[Stored records]
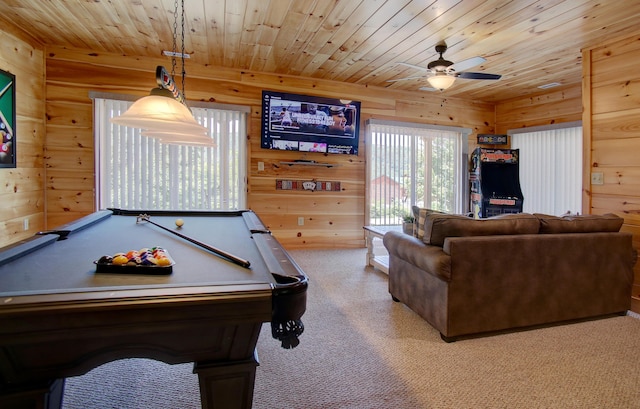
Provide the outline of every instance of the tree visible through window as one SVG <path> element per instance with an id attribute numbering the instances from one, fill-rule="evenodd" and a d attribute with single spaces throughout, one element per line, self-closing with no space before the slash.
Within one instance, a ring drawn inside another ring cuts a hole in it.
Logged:
<path id="1" fill-rule="evenodd" d="M 369 224 L 401 224 L 412 205 L 465 211 L 469 133 L 463 128 L 369 121 Z"/>
<path id="2" fill-rule="evenodd" d="M 246 205 L 246 111 L 192 108 L 215 147 L 168 145 L 112 124 L 131 102 L 95 98 L 98 208 L 233 210 Z"/>

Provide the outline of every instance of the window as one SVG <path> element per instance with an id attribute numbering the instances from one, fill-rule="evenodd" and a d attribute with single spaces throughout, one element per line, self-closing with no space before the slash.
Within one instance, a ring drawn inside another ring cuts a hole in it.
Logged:
<path id="1" fill-rule="evenodd" d="M 246 206 L 244 107 L 192 108 L 215 147 L 162 144 L 109 118 L 132 104 L 94 97 L 97 207 L 233 210 Z"/>
<path id="2" fill-rule="evenodd" d="M 525 213 L 562 215 L 582 212 L 582 126 L 509 131 L 520 149 L 520 187 Z"/>
<path id="3" fill-rule="evenodd" d="M 466 128 L 369 120 L 368 224 L 401 224 L 412 205 L 465 212 L 470 133 Z"/>

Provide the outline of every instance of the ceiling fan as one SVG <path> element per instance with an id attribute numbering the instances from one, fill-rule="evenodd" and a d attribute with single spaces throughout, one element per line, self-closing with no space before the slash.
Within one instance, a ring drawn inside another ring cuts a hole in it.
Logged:
<path id="1" fill-rule="evenodd" d="M 482 57 L 472 57 L 454 64 L 453 62 L 445 60 L 444 57 L 442 57 L 442 54 L 444 54 L 446 51 L 447 45 L 445 43 L 436 45 L 436 52 L 440 54 L 440 58 L 435 61 L 431 61 L 427 65 L 427 68 L 405 62 L 401 62 L 398 64 L 415 68 L 421 71 L 427 71 L 427 81 L 429 81 L 429 84 L 431 84 L 433 88 L 420 88 L 423 91 L 444 91 L 445 89 L 453 85 L 456 78 L 464 78 L 470 80 L 499 80 L 501 77 L 501 75 L 498 74 L 486 74 L 484 72 L 466 72 L 465 70 L 478 66 L 486 60 Z M 424 77 L 424 75 L 419 75 L 413 77 L 398 78 L 395 80 L 388 80 L 387 82 L 406 81 Z"/>

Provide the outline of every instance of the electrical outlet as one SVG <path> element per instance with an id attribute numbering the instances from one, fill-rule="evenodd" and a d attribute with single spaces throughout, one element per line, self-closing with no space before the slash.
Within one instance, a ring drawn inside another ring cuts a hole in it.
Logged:
<path id="1" fill-rule="evenodd" d="M 298 226 L 304 226 L 304 217 L 298 217 Z"/>
<path id="2" fill-rule="evenodd" d="M 24 230 L 29 230 L 29 219 L 24 219 L 22 221 L 22 227 L 24 227 Z"/>
<path id="3" fill-rule="evenodd" d="M 264 162 L 258 162 L 258 172 L 262 172 L 264 170 Z"/>
<path id="4" fill-rule="evenodd" d="M 591 184 L 592 185 L 604 185 L 604 173 L 591 172 Z"/>

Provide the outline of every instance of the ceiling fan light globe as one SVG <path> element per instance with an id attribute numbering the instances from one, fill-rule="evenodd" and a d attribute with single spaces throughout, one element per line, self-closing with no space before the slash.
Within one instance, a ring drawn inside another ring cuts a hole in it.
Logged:
<path id="1" fill-rule="evenodd" d="M 453 85 L 453 83 L 456 81 L 456 77 L 447 74 L 439 74 L 427 78 L 427 81 L 429 81 L 429 84 L 433 88 L 444 91 L 445 89 Z"/>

= YOUR ASSIGNMENT =
Leaving the pictures aside, repeat the data above exactly.

= EXERCISE ANSWER =
Provide the outline of every instance of the tree visible through window as one SVG <path> element per instance with an id attribute numbering the instances from one, fill-rule="evenodd" and a d attribute with single spaces throughout, one element per line, self-closing with no space before the slash.
Within one instance, a ring drawn inside another ring cuts a hole in it.
Logged:
<path id="1" fill-rule="evenodd" d="M 369 224 L 401 224 L 412 205 L 465 211 L 469 133 L 463 128 L 369 121 Z"/>
<path id="2" fill-rule="evenodd" d="M 246 205 L 246 111 L 192 108 L 215 147 L 168 145 L 112 124 L 131 102 L 95 98 L 98 208 L 233 210 Z"/>

Provide the outline of every instance of the window as one SVG <path> element per instance with an id attribute numbering the instances from one, fill-rule="evenodd" and a d attribute with single spaces throughout, one element per line, self-closing with no space before the slash.
Within one instance, a ring drawn inside another ring cuts a hole in it.
Logged:
<path id="1" fill-rule="evenodd" d="M 246 206 L 244 107 L 192 108 L 215 147 L 162 144 L 109 118 L 132 104 L 94 97 L 97 207 L 233 210 Z"/>
<path id="2" fill-rule="evenodd" d="M 525 213 L 562 215 L 582 212 L 582 126 L 509 131 L 520 149 L 520 187 Z"/>
<path id="3" fill-rule="evenodd" d="M 466 128 L 369 120 L 368 224 L 401 224 L 412 205 L 465 212 L 470 133 Z"/>

Provide the outline of every instance of the ceiling fan as one SVG <path> element per instance with an id attribute numbering the instances from one, fill-rule="evenodd" and a d attribute with single spaces throughout, one element per line, self-closing with no space before the slash.
Within one instance, a ring drawn inside another ring cuts a hole in it.
Logged:
<path id="1" fill-rule="evenodd" d="M 482 57 L 472 57 L 454 64 L 453 62 L 445 60 L 444 57 L 442 57 L 442 54 L 444 54 L 446 51 L 447 45 L 445 43 L 436 45 L 436 52 L 440 54 L 440 58 L 435 61 L 431 61 L 427 65 L 427 68 L 405 62 L 401 62 L 398 64 L 415 68 L 421 71 L 427 71 L 427 81 L 429 81 L 429 84 L 431 84 L 433 88 L 420 88 L 423 91 L 444 91 L 445 89 L 453 85 L 456 78 L 464 78 L 470 80 L 499 80 L 501 77 L 501 75 L 498 74 L 486 74 L 484 72 L 466 72 L 465 70 L 478 66 L 486 60 Z M 424 77 L 424 75 L 419 75 L 413 77 L 398 78 L 395 80 L 388 80 L 387 82 L 406 81 Z"/>

Provide the outline of every instance of the electrical outlet as one SVG <path> element per instance with an id attribute numbering the instances from one, fill-rule="evenodd" and a d attribute with single spaces throughout, one element per line, self-closing with no space before the slash.
Within one instance, a ring drawn inside another ring cuts a hole in it.
Logged:
<path id="1" fill-rule="evenodd" d="M 298 226 L 304 226 L 304 217 L 298 217 Z"/>
<path id="2" fill-rule="evenodd" d="M 24 230 L 29 230 L 29 219 L 24 219 L 22 221 L 22 227 L 24 227 Z"/>
<path id="3" fill-rule="evenodd" d="M 264 162 L 258 162 L 258 172 L 262 172 L 264 170 Z"/>
<path id="4" fill-rule="evenodd" d="M 591 184 L 592 185 L 604 185 L 604 173 L 591 172 Z"/>

Provide the outline of every instance of the ceiling fan light globe as one SVG <path> element per instance with an id attribute numbering the instances from one, fill-rule="evenodd" and a d attribute with single spaces throughout, one element per line, self-closing with no space before the slash.
Within one instance, a ring drawn inside another ring cuts a hole in it.
Logged:
<path id="1" fill-rule="evenodd" d="M 453 85 L 453 83 L 456 81 L 456 77 L 447 74 L 439 74 L 427 78 L 427 81 L 429 81 L 429 84 L 433 88 L 444 91 L 445 89 Z"/>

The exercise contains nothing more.